*Document text*
___
Eufrasia Burlamacchi (1482–1548) was an Italian nun who practiced the art of manuscript illumination.

== Biography ==

Eufrasia Burlamacchi was born in Lucca as a member of the wealthy Burlamacchi family. She became a Dominican nun at the San Nicholao convent. After leaving the convent in 1502, Eufrasia established the convent of San Domenico in Lucca, where she served as Mother Superior. Many other members of the Burlamacchi had also been affiliated with the Dominican order. She is known for the religious illuminated manuscripts she completed there.

Burlamacchi died in Lucca in 1548.

== School of Manuscript Illumination ==

Manuscript illumination is the practice of decorating a text with ornate, often gilded, illustrations and symbols that act both as embellishment and as a way to reinforce the themes of the text. The practice has its roots in Medieval European religious traditions.

At the time when Burlamacchi joined the convent, the Dominicans were followers of Girolamo Savonarola. The convent of San Domenico was founded by some of the nuns from the convent of San Niccolò, hoping to create a refuge for followers of Savonarola, who aligned with ideas of the Reformation.
___
*Dataset extract*
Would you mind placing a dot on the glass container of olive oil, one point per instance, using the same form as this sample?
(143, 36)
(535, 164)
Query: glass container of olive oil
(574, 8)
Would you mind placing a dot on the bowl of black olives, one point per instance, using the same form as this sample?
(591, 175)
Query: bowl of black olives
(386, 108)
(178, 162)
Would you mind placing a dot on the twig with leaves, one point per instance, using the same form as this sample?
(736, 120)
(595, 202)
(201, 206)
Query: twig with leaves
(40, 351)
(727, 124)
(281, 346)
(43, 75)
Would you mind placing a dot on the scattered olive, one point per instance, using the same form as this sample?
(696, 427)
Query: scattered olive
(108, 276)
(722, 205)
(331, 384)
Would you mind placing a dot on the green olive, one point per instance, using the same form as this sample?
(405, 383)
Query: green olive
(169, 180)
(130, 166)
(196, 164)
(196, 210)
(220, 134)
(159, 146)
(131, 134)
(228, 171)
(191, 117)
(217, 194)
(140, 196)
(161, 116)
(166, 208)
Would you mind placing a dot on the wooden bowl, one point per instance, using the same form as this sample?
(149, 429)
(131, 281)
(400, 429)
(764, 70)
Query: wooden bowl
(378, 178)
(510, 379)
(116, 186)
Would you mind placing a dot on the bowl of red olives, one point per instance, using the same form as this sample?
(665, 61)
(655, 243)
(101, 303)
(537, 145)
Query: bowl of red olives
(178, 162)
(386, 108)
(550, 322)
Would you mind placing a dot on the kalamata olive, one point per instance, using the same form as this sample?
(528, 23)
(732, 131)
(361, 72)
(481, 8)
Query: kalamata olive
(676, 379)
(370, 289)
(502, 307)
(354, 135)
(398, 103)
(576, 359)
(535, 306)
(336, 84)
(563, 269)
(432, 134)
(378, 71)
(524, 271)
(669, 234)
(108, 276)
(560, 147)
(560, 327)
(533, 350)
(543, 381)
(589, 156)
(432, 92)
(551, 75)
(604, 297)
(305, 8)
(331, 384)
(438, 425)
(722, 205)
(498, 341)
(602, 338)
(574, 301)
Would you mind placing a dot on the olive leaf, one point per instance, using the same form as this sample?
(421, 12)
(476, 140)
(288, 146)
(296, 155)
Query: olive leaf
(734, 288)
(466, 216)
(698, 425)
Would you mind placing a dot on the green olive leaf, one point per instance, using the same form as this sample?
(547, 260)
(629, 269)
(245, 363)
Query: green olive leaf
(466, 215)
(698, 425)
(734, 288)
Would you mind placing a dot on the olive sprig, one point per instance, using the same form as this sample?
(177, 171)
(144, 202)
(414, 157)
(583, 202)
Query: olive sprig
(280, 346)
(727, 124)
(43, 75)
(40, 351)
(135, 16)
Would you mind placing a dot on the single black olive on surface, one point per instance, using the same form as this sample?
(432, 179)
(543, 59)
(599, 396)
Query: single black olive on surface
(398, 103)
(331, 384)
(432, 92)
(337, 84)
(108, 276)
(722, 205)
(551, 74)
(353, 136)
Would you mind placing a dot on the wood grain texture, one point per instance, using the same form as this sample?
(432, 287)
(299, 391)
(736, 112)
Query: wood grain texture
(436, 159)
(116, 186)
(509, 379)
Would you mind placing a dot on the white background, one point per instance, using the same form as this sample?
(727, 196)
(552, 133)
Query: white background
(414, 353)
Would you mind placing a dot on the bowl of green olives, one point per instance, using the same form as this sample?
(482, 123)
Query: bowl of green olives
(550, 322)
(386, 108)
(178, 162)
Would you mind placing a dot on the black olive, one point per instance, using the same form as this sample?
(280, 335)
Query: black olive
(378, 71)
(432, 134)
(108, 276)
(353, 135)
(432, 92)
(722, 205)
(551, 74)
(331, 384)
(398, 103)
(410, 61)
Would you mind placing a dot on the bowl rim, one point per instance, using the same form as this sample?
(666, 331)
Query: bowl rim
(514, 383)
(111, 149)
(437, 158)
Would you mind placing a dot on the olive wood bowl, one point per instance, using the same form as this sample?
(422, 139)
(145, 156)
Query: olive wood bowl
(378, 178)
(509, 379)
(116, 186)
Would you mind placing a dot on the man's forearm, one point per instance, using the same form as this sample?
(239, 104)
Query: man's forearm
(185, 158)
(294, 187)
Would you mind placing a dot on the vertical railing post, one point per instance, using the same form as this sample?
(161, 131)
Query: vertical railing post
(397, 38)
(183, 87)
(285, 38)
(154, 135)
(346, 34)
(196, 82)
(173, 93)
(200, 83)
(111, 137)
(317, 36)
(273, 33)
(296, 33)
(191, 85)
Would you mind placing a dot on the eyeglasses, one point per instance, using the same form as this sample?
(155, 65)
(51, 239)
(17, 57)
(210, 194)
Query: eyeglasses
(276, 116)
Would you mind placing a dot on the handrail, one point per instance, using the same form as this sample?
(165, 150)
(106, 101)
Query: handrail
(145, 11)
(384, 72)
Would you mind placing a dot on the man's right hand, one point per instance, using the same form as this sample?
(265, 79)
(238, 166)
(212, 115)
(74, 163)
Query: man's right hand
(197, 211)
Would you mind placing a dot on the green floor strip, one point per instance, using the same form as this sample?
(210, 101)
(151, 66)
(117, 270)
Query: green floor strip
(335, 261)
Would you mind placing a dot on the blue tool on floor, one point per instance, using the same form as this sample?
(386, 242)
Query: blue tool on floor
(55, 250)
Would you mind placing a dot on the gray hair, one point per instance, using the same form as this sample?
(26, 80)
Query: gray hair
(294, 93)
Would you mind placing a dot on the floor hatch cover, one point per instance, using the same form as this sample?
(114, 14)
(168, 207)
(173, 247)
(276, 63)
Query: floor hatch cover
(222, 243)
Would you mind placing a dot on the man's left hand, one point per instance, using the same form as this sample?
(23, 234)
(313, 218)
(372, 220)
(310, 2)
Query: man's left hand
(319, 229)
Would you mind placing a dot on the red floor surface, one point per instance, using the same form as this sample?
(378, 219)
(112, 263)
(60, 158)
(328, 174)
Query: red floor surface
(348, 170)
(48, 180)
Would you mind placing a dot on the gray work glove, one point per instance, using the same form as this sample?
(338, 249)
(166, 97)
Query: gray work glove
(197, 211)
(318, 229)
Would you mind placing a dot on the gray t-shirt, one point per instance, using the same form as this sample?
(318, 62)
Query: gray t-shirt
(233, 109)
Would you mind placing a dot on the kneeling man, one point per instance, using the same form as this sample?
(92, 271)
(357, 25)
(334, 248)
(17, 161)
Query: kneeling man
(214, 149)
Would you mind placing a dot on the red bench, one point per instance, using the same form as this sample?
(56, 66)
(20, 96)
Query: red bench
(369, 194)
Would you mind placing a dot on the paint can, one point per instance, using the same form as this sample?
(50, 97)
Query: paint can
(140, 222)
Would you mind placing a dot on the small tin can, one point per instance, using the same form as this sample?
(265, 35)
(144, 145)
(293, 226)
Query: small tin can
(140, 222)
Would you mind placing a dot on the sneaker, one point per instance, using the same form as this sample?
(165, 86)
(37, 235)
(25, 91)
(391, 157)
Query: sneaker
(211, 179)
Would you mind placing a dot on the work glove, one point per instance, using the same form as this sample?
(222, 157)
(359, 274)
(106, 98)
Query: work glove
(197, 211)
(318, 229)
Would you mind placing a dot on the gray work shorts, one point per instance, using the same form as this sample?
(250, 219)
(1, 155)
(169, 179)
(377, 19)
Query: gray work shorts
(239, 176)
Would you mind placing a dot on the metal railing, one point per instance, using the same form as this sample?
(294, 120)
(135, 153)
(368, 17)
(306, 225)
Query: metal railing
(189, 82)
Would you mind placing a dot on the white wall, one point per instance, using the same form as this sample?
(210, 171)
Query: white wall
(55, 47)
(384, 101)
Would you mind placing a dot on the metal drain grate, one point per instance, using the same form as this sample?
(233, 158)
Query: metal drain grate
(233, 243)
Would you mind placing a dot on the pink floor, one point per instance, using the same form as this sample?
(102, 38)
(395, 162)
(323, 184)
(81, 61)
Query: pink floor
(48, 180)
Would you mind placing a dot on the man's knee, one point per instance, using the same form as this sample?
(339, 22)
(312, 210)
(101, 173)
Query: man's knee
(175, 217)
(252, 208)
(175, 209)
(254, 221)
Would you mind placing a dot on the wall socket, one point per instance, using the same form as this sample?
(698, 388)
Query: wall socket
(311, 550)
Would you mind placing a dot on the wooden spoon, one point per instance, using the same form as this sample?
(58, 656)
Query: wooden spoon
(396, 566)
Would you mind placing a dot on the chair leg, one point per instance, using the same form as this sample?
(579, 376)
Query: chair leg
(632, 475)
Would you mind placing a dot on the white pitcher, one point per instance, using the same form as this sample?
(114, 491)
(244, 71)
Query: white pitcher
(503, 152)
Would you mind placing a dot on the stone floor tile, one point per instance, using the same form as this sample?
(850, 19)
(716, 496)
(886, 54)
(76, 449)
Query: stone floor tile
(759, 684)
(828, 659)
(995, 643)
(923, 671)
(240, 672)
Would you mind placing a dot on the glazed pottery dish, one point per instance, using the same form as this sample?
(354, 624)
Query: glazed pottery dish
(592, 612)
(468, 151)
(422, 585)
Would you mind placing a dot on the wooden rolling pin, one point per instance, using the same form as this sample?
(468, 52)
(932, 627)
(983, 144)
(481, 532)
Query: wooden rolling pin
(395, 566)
___
*Activity list*
1. According to the text on Eufrasia Burlamacchi, what position did she hold at the convent of San Domenico?
2. Carry on the text on Eufrasia Burlamacchi from the point where it stops.
The records come from a different source than the text on Eufrasia Burlamacchi.

*Answers*
1. She served as Mother Superior.

2.
The convent of San Domenico had a school of text illumination that had been developed and established through the years prior to Burlamacchi's time in the convent. The gilding of religious texts had become a tradition, and for the Dominican nuns, the annotations were expressions of their call to practice charity, poverty, study, and evangelism. Convent members, would duplicate the manuscripts and illuminations to use personally and to sell to communes.

== Legacy ==

Very little is known of Eufrasia Burlamacchi's life, and much of her work has not survived the effects of time.
The most significant primary source of information regarding Burlamacchi's life comes from the Libro del Necrologico del Convento di San Domenico di Lucca (Register of Deaths of the Convent of San Domenico of Lucca); there are few secondary sources.
The number of her illuminated texts that survive is small; the most significant surviving works are five books of anthems, annotated between 1502, her first year in the convent, and 1515.

In 2023 two volumes of Burlamacchi's Illuminated Antiphonies were exhibited in Making her Mark: A History of Women Artists in Europe, 1400-1800.